# TASK PROMPT
Copy out every line in the records below that contains the string "query", keeping each line whole.

____________________

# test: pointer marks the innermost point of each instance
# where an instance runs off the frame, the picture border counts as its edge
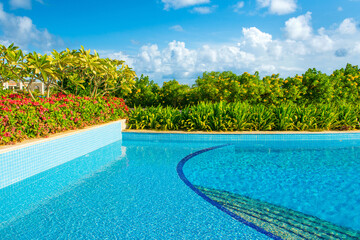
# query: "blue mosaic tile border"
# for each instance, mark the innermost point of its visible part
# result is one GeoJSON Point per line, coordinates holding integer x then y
{"type": "Point", "coordinates": [23, 163]}
{"type": "Point", "coordinates": [182, 176]}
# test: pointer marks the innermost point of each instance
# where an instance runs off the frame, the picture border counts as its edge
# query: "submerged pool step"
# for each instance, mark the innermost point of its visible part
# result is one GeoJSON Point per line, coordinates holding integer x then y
{"type": "Point", "coordinates": [281, 221]}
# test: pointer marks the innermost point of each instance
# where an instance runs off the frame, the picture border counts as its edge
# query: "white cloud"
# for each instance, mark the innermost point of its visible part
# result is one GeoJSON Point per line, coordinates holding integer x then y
{"type": "Point", "coordinates": [299, 28]}
{"type": "Point", "coordinates": [177, 28]}
{"type": "Point", "coordinates": [348, 26]}
{"type": "Point", "coordinates": [22, 31]}
{"type": "Point", "coordinates": [238, 6]}
{"type": "Point", "coordinates": [279, 7]}
{"type": "Point", "coordinates": [256, 50]}
{"type": "Point", "coordinates": [321, 43]}
{"type": "Point", "coordinates": [256, 38]}
{"type": "Point", "coordinates": [26, 4]}
{"type": "Point", "coordinates": [176, 4]}
{"type": "Point", "coordinates": [203, 10]}
{"type": "Point", "coordinates": [20, 4]}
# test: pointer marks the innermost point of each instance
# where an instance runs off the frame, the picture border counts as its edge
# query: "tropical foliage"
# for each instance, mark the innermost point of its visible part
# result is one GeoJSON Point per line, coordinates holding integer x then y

____________________

# RESULT OF THE TASK
# query: "blue mosaic tile border"
# query: "submerged pool step"
# query: "white cloud"
# query: "tropical foliage"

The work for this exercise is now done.